Stored data entries:
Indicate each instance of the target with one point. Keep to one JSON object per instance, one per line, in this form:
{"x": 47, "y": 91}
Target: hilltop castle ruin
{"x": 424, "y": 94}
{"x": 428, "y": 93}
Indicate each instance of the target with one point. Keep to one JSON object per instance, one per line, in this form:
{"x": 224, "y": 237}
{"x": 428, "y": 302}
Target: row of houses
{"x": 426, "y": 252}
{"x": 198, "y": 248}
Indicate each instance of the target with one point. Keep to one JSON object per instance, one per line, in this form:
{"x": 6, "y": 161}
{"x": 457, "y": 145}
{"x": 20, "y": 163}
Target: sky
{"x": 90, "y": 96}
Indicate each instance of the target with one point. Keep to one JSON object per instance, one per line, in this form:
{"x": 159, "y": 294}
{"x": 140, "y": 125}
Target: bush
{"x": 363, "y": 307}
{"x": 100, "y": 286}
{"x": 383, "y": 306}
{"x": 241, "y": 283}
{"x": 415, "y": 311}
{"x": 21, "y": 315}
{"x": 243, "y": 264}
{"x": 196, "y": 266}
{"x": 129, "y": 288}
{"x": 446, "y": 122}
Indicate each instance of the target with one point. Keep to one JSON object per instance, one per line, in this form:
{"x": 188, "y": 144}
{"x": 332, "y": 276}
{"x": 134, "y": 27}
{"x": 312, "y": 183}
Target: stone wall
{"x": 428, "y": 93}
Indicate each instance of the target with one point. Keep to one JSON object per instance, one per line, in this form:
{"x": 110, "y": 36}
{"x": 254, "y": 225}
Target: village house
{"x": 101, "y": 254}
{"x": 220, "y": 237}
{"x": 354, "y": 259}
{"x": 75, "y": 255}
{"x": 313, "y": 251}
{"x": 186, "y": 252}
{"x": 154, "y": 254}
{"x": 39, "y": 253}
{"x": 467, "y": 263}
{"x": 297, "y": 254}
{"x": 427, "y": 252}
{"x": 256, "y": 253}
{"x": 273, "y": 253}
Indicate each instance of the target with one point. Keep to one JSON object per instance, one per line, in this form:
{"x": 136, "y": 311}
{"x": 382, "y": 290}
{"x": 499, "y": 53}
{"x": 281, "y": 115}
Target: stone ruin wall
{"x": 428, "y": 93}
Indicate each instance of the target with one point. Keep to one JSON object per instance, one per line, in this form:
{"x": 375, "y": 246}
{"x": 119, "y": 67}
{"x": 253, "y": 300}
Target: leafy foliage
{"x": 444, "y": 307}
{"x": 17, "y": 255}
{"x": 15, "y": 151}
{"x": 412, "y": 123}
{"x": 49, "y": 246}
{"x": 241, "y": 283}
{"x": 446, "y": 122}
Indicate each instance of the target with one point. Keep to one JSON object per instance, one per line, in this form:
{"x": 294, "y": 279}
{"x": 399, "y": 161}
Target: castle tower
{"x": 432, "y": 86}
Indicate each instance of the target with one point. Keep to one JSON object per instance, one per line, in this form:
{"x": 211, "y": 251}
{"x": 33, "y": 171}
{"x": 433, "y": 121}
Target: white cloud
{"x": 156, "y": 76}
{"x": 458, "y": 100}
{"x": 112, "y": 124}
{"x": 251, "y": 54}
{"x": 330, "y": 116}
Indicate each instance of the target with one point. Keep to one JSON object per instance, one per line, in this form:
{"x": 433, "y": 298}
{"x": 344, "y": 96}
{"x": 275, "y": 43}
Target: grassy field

### Task instructions
Output the entries above in their entirety, exactly as written.

### Completed task
Indicate each instance of the target with one point. Keep to one JSON object per instance, one per line, in this form:
{"x": 47, "y": 91}
Target: hilltop castle ruin
{"x": 424, "y": 94}
{"x": 428, "y": 93}
Indicate each instance of the target with one point. Keep to one JSON object per instance, one per line, in this form:
{"x": 224, "y": 237}
{"x": 428, "y": 302}
Target: row of houses
{"x": 426, "y": 252}
{"x": 198, "y": 248}
Indicate each instance of the target with one point. Keep to one JSON object per instance, one per line, in this form:
{"x": 6, "y": 161}
{"x": 457, "y": 145}
{"x": 20, "y": 163}
Target: sky
{"x": 90, "y": 96}
Indicate each instance of the target with one point. Keep to one JSON object per instance, one per line, in this form:
{"x": 159, "y": 294}
{"x": 140, "y": 125}
Target: bush
{"x": 363, "y": 307}
{"x": 100, "y": 286}
{"x": 383, "y": 306}
{"x": 241, "y": 283}
{"x": 415, "y": 311}
{"x": 21, "y": 315}
{"x": 243, "y": 264}
{"x": 196, "y": 266}
{"x": 129, "y": 288}
{"x": 446, "y": 122}
Indicate each instance of the target with one point. Keep to one JSON object per instance, one per line, in this form:
{"x": 188, "y": 144}
{"x": 332, "y": 276}
{"x": 134, "y": 27}
{"x": 312, "y": 183}
Target: stone wall
{"x": 428, "y": 93}
Indicate each instance of the target with one point. Keep to one JSON object per instance, one per line, in this form:
{"x": 110, "y": 36}
{"x": 254, "y": 225}
Target: village house
{"x": 101, "y": 254}
{"x": 220, "y": 237}
{"x": 354, "y": 259}
{"x": 75, "y": 255}
{"x": 313, "y": 251}
{"x": 186, "y": 252}
{"x": 154, "y": 254}
{"x": 39, "y": 253}
{"x": 467, "y": 263}
{"x": 297, "y": 254}
{"x": 427, "y": 252}
{"x": 256, "y": 253}
{"x": 273, "y": 253}
Indicate each instance of the target with one point. Keep to one JSON object per instance, one per line, in this form:
{"x": 136, "y": 311}
{"x": 382, "y": 290}
{"x": 499, "y": 53}
{"x": 281, "y": 115}
Target: stone ruin wall
{"x": 428, "y": 93}
Indicate each instance of the target with one point. Keep to one JSON object per instance, one per line, in this form:
{"x": 375, "y": 246}
{"x": 119, "y": 67}
{"x": 253, "y": 300}
Target: leafy foliage
{"x": 444, "y": 307}
{"x": 17, "y": 255}
{"x": 15, "y": 151}
{"x": 412, "y": 123}
{"x": 49, "y": 246}
{"x": 241, "y": 283}
{"x": 446, "y": 122}
Indicate each instance of the target with one point. Keep to one JSON object per instance, one per line, in this form:
{"x": 294, "y": 279}
{"x": 399, "y": 161}
Target: castle tower
{"x": 432, "y": 86}
Indicate each instance of the target with one point. Keep to one JSON object per instance, one per line, in this form:
{"x": 211, "y": 251}
{"x": 33, "y": 171}
{"x": 433, "y": 121}
Target: white cloud
{"x": 156, "y": 76}
{"x": 458, "y": 100}
{"x": 112, "y": 124}
{"x": 251, "y": 54}
{"x": 330, "y": 116}
Indicate each instance of the target with one point. Keep to one JSON object per instance, one per line, in this form:
{"x": 433, "y": 298}
{"x": 344, "y": 96}
{"x": 275, "y": 43}
Target: grassy field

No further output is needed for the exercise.